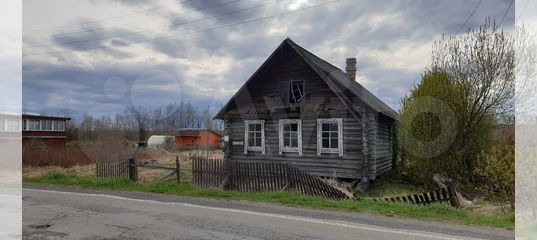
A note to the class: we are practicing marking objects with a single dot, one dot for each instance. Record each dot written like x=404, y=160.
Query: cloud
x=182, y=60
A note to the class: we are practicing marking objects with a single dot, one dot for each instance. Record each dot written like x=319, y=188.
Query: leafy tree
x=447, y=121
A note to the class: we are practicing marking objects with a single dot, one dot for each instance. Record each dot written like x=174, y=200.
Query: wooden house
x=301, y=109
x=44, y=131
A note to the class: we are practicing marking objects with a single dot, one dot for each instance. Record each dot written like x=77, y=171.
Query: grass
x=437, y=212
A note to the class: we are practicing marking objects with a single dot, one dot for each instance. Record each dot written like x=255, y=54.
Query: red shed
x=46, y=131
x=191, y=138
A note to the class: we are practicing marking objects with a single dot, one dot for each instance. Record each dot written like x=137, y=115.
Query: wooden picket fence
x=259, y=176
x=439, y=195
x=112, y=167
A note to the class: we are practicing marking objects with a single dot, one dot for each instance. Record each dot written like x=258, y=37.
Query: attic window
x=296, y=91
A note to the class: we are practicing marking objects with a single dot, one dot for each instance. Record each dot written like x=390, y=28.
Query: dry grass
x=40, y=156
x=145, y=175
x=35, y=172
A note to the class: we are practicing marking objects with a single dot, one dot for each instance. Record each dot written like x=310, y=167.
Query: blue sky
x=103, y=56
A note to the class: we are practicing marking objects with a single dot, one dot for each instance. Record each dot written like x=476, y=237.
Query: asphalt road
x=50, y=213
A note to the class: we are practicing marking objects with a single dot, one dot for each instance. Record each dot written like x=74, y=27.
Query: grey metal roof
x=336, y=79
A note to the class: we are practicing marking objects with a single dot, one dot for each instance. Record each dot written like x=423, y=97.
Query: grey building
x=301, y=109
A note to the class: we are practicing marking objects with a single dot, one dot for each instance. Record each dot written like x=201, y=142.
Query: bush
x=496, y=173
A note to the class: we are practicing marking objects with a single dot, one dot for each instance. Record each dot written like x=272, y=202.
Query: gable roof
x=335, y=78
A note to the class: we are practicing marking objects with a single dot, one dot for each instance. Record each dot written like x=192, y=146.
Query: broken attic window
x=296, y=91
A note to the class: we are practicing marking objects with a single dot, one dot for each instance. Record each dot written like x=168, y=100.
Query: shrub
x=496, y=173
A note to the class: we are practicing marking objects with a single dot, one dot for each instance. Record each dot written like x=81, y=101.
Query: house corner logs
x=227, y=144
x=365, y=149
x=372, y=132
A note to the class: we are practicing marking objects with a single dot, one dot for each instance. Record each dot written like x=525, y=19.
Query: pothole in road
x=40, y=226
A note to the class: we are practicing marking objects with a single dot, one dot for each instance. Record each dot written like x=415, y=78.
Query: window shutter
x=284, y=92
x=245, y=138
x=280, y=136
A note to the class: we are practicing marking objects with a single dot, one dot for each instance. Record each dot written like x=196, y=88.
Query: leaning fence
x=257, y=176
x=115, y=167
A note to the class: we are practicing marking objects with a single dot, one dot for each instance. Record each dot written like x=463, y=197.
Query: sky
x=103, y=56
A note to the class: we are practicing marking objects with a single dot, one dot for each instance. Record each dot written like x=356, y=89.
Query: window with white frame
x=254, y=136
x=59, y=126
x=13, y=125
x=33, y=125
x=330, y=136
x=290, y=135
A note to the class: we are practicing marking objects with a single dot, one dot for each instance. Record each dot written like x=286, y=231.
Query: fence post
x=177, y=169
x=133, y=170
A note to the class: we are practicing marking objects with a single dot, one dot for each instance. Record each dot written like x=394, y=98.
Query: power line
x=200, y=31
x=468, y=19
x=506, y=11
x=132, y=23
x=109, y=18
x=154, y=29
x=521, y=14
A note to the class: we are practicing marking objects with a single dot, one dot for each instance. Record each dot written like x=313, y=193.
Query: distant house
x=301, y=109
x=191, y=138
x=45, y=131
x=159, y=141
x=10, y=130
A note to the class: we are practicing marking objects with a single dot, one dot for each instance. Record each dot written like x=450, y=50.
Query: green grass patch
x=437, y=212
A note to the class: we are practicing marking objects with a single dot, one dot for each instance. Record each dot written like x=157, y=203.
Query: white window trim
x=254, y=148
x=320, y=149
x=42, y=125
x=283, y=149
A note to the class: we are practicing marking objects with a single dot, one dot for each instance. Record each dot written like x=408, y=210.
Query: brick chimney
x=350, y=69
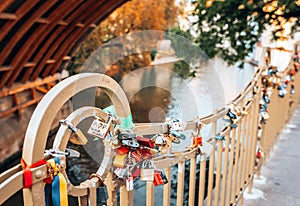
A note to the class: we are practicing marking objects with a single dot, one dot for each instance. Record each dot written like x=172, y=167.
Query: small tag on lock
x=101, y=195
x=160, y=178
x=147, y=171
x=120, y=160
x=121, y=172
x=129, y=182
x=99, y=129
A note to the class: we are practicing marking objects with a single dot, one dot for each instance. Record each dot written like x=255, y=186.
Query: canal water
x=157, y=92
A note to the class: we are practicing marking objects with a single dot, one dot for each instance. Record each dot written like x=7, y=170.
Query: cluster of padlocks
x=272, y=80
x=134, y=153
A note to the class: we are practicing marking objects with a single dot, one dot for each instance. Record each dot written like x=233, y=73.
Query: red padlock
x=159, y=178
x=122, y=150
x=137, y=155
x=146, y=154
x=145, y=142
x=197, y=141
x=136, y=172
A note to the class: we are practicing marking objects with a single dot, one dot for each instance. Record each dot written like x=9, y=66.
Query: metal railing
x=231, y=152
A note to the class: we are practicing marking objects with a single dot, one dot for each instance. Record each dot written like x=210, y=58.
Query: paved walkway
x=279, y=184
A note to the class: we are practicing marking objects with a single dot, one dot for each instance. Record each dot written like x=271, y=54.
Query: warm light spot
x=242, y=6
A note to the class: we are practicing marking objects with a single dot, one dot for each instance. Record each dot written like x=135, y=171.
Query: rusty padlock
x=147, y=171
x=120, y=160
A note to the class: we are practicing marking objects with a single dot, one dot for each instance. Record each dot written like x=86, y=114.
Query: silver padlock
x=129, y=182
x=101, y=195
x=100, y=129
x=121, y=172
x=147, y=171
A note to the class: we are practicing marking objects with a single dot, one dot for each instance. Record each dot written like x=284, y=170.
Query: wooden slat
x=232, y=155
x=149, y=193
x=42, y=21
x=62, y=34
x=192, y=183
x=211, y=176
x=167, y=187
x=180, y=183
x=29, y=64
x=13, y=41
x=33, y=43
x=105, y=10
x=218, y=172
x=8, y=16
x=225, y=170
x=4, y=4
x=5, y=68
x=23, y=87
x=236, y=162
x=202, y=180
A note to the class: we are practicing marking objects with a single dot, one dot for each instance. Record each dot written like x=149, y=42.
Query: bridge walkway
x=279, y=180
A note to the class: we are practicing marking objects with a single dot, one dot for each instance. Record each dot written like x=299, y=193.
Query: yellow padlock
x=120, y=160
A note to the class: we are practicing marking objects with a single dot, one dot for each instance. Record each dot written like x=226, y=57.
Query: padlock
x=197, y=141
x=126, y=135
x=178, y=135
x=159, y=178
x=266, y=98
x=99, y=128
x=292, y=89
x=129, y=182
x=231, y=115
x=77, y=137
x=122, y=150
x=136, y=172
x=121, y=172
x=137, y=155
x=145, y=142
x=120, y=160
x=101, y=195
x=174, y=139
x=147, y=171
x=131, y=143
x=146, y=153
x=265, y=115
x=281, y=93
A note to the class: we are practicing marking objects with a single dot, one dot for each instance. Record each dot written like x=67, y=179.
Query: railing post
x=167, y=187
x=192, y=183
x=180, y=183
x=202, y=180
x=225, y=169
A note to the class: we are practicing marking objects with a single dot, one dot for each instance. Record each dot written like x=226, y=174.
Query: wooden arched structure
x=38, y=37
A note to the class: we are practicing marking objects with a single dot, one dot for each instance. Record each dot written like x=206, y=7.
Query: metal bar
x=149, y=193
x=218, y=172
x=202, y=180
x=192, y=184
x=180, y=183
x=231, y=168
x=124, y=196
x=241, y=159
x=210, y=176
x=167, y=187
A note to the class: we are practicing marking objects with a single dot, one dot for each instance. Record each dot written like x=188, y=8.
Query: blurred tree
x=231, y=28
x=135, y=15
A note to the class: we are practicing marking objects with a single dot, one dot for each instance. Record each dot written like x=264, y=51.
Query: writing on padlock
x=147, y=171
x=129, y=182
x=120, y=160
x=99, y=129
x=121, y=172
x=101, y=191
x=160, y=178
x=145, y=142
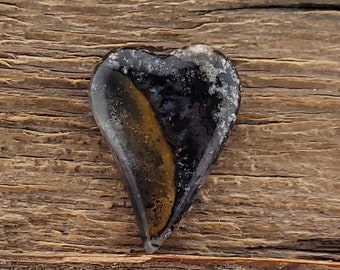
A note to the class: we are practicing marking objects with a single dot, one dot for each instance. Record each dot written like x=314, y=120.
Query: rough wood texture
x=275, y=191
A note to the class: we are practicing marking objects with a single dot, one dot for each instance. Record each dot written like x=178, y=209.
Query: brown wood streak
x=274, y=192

→ **Instructions for the task**
In the data above, find the line containing "Query: metal bar" and the line containing "like x=314, y=120.". Copy exactly the stretch from the first through the second, both included, leaving out any picture.

→ **Output**
Query: metal bar
x=149, y=193
x=218, y=172
x=202, y=180
x=192, y=184
x=180, y=183
x=231, y=168
x=124, y=196
x=241, y=159
x=210, y=176
x=167, y=187
A note to the class: we are practicing marking objects with a single dot, one dot for each instance. Record each dot written like x=188, y=8.
Query: blurred tree
x=231, y=28
x=135, y=15
A note to the class: we are practicing marking objects with a single dot, one dot for each instance. Record each dot written like x=264, y=51.
Query: writing on padlock
x=147, y=171
x=129, y=182
x=120, y=160
x=99, y=129
x=121, y=172
x=101, y=191
x=160, y=178
x=145, y=142
A note to the class: we are practicing marking objects with a single dot, one dot for each instance. Record each dot written like x=314, y=120.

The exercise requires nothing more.